[Work to complete]:
Extract the entries in their exact form.
--- Start of Entries supplied ---
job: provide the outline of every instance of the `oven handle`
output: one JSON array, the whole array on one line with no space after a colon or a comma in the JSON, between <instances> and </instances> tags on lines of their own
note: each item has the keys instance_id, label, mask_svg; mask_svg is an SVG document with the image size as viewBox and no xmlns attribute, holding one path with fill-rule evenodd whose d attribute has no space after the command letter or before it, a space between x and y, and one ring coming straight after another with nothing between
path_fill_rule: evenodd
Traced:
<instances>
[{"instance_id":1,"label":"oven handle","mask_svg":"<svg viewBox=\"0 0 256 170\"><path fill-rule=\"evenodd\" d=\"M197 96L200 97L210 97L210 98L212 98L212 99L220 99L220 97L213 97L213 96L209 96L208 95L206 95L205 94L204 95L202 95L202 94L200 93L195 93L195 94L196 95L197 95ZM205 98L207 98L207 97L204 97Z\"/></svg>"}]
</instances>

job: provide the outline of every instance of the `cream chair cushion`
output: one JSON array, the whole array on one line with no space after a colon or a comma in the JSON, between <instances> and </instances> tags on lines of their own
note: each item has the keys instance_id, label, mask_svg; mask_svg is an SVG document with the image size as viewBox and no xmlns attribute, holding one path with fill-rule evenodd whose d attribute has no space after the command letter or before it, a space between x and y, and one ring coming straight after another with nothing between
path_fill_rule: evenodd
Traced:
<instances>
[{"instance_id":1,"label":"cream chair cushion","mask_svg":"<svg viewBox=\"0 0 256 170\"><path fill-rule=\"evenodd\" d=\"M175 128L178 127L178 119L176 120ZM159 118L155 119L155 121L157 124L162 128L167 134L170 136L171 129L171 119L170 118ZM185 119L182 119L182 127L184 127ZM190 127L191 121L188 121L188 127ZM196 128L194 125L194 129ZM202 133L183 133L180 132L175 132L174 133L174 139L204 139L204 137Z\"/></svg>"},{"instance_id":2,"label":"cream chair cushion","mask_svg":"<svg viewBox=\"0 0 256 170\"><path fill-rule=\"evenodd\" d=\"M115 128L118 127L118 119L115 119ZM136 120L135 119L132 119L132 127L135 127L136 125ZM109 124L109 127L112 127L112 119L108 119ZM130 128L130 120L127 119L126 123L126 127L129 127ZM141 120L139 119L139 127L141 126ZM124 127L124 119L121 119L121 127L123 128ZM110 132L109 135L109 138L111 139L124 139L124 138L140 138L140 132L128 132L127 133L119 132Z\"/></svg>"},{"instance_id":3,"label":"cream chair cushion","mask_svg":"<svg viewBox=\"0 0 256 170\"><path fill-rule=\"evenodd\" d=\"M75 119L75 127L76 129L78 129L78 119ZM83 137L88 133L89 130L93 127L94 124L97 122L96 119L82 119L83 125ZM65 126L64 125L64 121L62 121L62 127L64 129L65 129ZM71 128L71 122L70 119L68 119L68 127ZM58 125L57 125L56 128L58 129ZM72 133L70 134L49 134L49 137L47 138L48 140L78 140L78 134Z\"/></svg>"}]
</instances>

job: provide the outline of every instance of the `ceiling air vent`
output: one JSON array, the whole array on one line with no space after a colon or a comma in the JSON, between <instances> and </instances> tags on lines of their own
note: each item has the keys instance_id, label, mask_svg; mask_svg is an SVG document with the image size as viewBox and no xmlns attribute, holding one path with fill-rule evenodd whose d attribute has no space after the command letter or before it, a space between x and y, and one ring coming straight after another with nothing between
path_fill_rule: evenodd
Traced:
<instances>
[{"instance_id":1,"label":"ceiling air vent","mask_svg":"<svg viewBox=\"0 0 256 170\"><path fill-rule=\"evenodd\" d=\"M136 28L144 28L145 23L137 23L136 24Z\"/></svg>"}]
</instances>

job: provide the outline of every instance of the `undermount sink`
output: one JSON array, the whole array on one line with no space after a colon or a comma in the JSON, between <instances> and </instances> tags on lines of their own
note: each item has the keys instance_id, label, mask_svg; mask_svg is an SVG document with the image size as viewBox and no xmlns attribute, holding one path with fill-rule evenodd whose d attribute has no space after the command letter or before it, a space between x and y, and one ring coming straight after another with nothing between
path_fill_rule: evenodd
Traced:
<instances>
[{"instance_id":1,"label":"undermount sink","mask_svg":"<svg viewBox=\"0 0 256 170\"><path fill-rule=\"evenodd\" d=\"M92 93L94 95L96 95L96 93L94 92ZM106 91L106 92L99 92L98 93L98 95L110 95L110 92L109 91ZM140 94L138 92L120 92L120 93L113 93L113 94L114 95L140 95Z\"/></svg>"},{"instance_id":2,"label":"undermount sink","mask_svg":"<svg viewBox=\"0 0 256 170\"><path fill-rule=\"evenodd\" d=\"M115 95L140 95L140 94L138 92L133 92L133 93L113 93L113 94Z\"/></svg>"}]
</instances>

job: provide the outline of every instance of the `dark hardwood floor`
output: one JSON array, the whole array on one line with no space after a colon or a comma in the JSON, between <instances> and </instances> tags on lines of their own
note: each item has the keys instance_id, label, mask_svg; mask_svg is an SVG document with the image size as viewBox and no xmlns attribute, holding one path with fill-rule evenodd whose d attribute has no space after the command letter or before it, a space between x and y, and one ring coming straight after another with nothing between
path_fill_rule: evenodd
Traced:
--- End of Entries supplied ---
[The completed task]:
job: provide the outline of every instance of the `oven handle`
output: one JSON array, the whole array on one line with no space after a colon or a comma in the JSON, between <instances> and </instances> tags on lines of their own
note: each item has the keys instance_id, label, mask_svg; mask_svg is an SVG document with the image size as viewBox and no xmlns attribute, holding one path with fill-rule evenodd whose d attribute has no space after the command letter or before it, a space between x and y, and one ring coming straight after another with nothing between
path_fill_rule: evenodd
Traced:
<instances>
[{"instance_id":1,"label":"oven handle","mask_svg":"<svg viewBox=\"0 0 256 170\"><path fill-rule=\"evenodd\" d=\"M197 96L200 97L210 97L210 98L212 98L212 99L220 99L220 97L213 97L213 96L209 96L208 95L206 95L205 94L204 95L202 95L202 94L200 93L195 93L195 94L196 95L197 95ZM205 98L207 98L207 97L204 97Z\"/></svg>"}]
</instances>

job: provide the outline of every instance of the `cream chair cushion`
output: one JSON array, the whole array on one line with no space after a colon or a comma in the JSON, between <instances> and </instances> tags on lines of their own
note: each item has the keys instance_id, label, mask_svg; mask_svg is an SVG document with the image size as viewBox and no xmlns attribute, holding one path with fill-rule evenodd whose d attribute has no space after the command letter or before it, a space between x and y, and one ring coming straight after another with nothing between
path_fill_rule: evenodd
Traced:
<instances>
[{"instance_id":1,"label":"cream chair cushion","mask_svg":"<svg viewBox=\"0 0 256 170\"><path fill-rule=\"evenodd\" d=\"M175 128L178 127L178 119L176 120ZM159 118L155 119L155 121L157 124L162 128L167 134L170 136L171 129L171 119L170 118ZM185 119L182 119L182 127L184 127ZM190 127L191 121L188 121L188 127ZM196 128L194 125L194 129ZM202 133L183 133L180 132L175 132L174 133L174 139L204 139L204 137Z\"/></svg>"},{"instance_id":2,"label":"cream chair cushion","mask_svg":"<svg viewBox=\"0 0 256 170\"><path fill-rule=\"evenodd\" d=\"M115 128L118 127L118 119L115 119ZM136 120L135 119L132 119L132 127L135 127L136 125ZM109 124L109 127L112 127L112 119L108 119ZM130 128L130 120L127 119L126 123L126 127L129 127ZM141 120L139 119L139 127L141 126ZM124 127L124 119L121 119L121 127L123 128ZM110 132L109 135L109 138L111 139L124 139L124 138L140 138L140 132L128 132L127 133L119 132Z\"/></svg>"},{"instance_id":3,"label":"cream chair cushion","mask_svg":"<svg viewBox=\"0 0 256 170\"><path fill-rule=\"evenodd\" d=\"M75 119L75 127L76 129L78 129L78 119ZM83 137L88 133L89 130L93 127L94 124L97 122L96 119L82 119L83 125ZM65 126L64 125L64 121L62 121L62 127L64 129L65 129ZM71 128L71 122L70 119L68 119L68 127ZM58 125L57 125L56 128L58 129ZM72 133L70 134L49 134L49 137L47 138L48 140L78 140L78 134Z\"/></svg>"}]
</instances>

job: provide the outline of every instance of the `ceiling air vent`
output: one JSON array, the whole array on one line with no space after a colon or a comma in the JSON, between <instances> and </instances> tags on lines of their own
note: each item has the keys instance_id, label, mask_svg; mask_svg is an SVG document with the image size as viewBox and no xmlns attribute, holding one path with fill-rule evenodd whose d attribute has no space after the command letter or before it, a space between x and y, and one ring coming straight after another with nothing between
path_fill_rule: evenodd
Traced:
<instances>
[{"instance_id":1,"label":"ceiling air vent","mask_svg":"<svg viewBox=\"0 0 256 170\"><path fill-rule=\"evenodd\" d=\"M136 28L144 28L145 23L137 23L136 24Z\"/></svg>"}]
</instances>

job: provide the outline of every instance of the `undermount sink`
output: one JSON array, the whole array on one line with no space after a colon or a comma in the JSON, between <instances> and </instances> tags on lines of their own
note: each item has the keys instance_id, label, mask_svg; mask_svg is an SVG document with the image size as viewBox and no xmlns attribute, holding one path with fill-rule evenodd whose d attribute has no space after the command letter or before it, a space between x and y, and one ring coming straight after another with nothing between
path_fill_rule: evenodd
Traced:
<instances>
[{"instance_id":1,"label":"undermount sink","mask_svg":"<svg viewBox=\"0 0 256 170\"><path fill-rule=\"evenodd\" d=\"M92 93L94 95L96 95L96 93L94 92ZM106 91L106 92L99 92L98 93L98 95L110 95L110 92L109 91ZM140 94L138 92L120 92L120 93L113 93L113 94L114 95L140 95Z\"/></svg>"},{"instance_id":2,"label":"undermount sink","mask_svg":"<svg viewBox=\"0 0 256 170\"><path fill-rule=\"evenodd\" d=\"M115 95L140 95L140 94L138 92L133 92L133 93L113 93L113 94Z\"/></svg>"}]
</instances>

job: provide the outline of every instance of the `dark hardwood floor`
output: one JSON array, the whole array on one line with no space after a colon or a comma in the JSON, between <instances> and </instances> tags on lines of their own
note: each item has the keys instance_id, label, mask_svg; mask_svg is an SVG document with the image size as viewBox and no xmlns attribute, holding one path with fill-rule evenodd whose d attribute has no space after the command letter or before it, a space between x and y, and one ring coming straight after another with nothing between
path_fill_rule: evenodd
Traced:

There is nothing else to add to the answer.